JOB: Take the line that contains "Exercise. Put one point on every instance of the curved" and each line after it in the material below, and transcribe them exactly, stopping at the end.

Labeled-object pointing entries
— Start —

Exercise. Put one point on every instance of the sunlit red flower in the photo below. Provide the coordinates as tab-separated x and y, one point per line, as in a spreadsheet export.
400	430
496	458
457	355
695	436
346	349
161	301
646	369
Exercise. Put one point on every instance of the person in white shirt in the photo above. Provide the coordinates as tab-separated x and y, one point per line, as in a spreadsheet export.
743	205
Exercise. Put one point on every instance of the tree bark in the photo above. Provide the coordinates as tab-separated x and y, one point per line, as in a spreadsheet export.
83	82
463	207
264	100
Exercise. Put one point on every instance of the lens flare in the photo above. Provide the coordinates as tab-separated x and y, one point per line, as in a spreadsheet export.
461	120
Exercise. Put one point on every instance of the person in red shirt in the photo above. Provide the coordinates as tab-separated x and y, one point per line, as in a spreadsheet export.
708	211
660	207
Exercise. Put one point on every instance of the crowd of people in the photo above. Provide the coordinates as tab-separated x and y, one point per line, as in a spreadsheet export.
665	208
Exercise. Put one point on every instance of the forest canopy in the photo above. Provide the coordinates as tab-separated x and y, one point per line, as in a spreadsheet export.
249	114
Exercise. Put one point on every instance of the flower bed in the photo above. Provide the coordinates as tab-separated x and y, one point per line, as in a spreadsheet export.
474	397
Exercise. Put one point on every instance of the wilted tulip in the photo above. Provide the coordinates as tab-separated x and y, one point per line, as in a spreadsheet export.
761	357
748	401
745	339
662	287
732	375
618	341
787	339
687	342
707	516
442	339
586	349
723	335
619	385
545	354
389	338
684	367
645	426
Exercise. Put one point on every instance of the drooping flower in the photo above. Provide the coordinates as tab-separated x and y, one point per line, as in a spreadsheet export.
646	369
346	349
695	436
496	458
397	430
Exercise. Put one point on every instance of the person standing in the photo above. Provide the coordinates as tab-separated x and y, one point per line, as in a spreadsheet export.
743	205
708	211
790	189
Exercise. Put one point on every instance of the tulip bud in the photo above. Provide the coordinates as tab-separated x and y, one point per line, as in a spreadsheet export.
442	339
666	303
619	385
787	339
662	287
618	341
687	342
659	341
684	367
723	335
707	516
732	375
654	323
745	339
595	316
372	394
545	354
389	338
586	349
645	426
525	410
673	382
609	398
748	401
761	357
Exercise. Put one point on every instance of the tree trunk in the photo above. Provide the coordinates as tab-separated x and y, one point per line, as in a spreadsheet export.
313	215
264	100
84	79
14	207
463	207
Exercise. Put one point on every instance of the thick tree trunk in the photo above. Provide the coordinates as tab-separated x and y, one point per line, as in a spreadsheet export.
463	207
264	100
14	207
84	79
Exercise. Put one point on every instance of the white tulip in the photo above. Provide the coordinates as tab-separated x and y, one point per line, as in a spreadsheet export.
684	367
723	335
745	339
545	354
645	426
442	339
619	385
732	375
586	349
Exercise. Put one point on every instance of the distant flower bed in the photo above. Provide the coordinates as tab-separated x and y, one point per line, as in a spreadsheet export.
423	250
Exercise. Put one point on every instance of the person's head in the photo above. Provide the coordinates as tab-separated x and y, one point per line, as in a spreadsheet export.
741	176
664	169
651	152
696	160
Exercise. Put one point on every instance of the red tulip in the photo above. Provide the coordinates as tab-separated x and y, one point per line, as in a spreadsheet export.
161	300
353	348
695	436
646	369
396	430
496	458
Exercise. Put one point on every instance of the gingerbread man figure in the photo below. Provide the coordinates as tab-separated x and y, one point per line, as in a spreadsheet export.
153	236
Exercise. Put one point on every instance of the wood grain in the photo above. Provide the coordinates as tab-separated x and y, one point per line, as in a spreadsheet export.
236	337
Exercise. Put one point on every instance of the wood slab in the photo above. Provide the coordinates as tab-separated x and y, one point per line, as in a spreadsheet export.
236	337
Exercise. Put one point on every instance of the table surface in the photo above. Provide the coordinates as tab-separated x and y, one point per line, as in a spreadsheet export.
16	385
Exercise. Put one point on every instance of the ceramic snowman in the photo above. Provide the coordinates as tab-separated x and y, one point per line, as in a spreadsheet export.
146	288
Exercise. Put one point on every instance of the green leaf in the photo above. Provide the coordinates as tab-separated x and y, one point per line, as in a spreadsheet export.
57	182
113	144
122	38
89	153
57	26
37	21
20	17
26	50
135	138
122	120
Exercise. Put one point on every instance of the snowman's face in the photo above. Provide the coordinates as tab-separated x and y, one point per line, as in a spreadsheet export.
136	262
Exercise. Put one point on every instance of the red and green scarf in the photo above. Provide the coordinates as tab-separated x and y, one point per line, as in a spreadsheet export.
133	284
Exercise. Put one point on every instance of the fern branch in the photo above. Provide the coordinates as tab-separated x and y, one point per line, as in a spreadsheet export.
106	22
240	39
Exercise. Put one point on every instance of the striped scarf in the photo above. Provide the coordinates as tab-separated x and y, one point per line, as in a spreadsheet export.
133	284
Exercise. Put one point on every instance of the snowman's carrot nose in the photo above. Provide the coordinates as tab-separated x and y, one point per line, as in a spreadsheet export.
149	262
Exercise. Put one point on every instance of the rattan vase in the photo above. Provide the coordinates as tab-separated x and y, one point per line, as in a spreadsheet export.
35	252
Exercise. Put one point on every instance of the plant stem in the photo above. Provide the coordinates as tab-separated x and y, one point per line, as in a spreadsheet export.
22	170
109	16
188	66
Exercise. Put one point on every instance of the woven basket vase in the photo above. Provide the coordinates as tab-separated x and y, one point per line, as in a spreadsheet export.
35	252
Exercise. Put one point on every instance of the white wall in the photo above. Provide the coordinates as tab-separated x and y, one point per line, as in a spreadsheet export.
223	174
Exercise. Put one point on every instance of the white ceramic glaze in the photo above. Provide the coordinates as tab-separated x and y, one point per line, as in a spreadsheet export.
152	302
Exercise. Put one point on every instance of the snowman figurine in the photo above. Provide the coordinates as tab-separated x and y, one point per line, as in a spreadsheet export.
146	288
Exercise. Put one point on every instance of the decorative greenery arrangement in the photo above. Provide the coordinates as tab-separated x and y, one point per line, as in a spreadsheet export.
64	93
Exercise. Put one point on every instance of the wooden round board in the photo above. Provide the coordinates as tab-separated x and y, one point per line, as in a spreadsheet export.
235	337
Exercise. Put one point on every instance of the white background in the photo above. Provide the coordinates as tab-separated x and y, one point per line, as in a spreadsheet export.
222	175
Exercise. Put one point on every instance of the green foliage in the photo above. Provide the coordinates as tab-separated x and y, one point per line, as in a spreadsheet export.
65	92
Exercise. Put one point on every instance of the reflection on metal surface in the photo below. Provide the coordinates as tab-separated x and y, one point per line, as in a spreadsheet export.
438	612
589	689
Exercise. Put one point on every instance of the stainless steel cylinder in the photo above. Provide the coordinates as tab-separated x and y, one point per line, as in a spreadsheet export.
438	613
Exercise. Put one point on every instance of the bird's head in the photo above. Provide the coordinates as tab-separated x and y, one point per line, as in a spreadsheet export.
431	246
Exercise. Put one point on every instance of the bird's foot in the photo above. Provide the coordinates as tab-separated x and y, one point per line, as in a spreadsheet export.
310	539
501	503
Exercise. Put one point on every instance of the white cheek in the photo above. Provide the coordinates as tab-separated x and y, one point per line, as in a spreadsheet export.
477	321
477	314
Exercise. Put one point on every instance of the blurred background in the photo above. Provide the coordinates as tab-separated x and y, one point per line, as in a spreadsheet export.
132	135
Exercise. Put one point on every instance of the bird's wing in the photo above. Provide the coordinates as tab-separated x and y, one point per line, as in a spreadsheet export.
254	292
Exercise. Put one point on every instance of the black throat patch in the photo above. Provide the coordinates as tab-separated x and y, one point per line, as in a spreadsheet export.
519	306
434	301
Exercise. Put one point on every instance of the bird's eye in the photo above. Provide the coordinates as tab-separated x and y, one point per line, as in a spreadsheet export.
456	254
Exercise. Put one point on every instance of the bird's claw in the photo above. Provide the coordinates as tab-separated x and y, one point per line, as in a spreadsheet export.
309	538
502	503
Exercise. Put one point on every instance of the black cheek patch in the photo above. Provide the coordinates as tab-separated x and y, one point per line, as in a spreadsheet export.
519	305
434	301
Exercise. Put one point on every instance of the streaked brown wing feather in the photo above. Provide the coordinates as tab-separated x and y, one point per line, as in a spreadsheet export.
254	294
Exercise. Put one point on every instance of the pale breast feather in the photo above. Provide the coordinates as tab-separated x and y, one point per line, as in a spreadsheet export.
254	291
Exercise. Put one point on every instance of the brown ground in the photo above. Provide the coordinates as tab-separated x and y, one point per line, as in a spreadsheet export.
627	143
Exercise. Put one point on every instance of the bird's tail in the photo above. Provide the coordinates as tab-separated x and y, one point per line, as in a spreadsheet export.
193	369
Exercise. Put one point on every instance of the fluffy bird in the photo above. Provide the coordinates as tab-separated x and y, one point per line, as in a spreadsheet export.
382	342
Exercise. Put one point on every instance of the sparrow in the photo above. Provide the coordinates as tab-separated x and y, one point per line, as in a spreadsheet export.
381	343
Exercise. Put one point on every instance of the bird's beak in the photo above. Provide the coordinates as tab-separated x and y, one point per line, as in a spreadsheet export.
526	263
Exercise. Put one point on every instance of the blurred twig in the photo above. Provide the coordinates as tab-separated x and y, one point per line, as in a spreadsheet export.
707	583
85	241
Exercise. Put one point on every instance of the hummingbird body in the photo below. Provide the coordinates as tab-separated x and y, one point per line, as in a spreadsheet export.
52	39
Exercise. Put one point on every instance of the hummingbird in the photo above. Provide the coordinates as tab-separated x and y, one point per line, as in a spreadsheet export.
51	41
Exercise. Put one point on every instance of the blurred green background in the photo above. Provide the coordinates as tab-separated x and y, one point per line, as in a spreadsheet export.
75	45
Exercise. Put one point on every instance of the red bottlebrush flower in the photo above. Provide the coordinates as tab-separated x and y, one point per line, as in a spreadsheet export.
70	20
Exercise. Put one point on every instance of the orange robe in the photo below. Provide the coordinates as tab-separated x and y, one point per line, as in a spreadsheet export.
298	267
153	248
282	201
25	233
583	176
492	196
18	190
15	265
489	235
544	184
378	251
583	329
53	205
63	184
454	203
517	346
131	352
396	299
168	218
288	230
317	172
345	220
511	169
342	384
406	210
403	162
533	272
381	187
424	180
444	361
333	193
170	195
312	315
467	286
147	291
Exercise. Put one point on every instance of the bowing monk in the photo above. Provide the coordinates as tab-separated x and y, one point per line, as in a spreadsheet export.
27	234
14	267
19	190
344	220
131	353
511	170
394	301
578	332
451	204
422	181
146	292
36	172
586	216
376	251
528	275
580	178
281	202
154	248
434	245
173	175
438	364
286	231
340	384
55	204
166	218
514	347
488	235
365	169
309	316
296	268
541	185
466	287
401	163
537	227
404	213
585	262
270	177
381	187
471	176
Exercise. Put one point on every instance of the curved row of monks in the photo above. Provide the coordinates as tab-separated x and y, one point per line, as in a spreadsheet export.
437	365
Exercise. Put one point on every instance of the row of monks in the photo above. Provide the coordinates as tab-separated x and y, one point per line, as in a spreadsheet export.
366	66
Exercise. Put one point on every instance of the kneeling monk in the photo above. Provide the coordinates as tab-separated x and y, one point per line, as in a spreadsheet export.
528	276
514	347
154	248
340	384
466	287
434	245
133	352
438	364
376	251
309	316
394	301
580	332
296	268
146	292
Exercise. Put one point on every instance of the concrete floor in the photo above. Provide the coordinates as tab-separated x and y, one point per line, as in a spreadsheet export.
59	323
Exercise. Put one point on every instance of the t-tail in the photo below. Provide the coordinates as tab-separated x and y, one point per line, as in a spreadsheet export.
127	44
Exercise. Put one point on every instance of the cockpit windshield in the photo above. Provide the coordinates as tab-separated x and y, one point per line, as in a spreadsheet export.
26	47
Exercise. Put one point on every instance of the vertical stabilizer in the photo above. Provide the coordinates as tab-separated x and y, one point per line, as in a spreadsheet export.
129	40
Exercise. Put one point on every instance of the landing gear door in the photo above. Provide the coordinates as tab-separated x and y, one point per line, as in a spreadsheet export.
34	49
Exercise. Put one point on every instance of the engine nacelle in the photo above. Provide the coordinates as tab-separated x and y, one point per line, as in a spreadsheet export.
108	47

— End —

COMPLETED TASK:
Exercise. Put one point on every instance of the curved row of monks in the photo above. Provide the coordinates as tab-separated x and y, one point per line, as in a spreadsheet export.
437	365
Exercise. Put one point on every instance of the row of monks in the photo above. Provide the coordinates as tab-separated x and y, one point per line, as in a spreadsheet export.
366	66
Exercise. Put one point on every instance of the kneeling monk in the photo above. Provide the coordinates as tab-separated x and y, one point per line, as in a spreadsheet export.
528	276
514	347
154	248
340	384
466	287
434	245
133	352
438	364
376	251
309	316
394	301
580	332
296	268
146	292
Exercise. Put one point on every instance of the concrete floor in the photo above. Provide the coordinates as tab-separated x and y, one point per line, as in a spreadsheet export.
59	323
Exercise. Put one point on every instance of the t-tail in the photo below. Provide the coordinates as tab-separated x and y, one point per line, as in a spreadsheet export.
127	44
Exercise. Put one point on every instance of the cockpit windshield in the photo above. Provide the coordinates as tab-separated x and y, one point per line, as in a spreadsheet export.
26	47
Exercise. Put one point on every instance of the vertical stabilizer in the photo above. Provide the coordinates as tab-separated x and y, one point per line, as in a spreadsheet export.
129	40
Exercise. Put one point on every instance of the landing gear door in the photo above. Provide the coordinates as tab-separated x and y, one point per line, as in a spreadsheet export.
34	49
Exercise. Put one point on every instance of the engine nacelle in the photo above. Provide the coordinates as tab-separated x and y, one point per line, as in a spreadsheet export.
108	47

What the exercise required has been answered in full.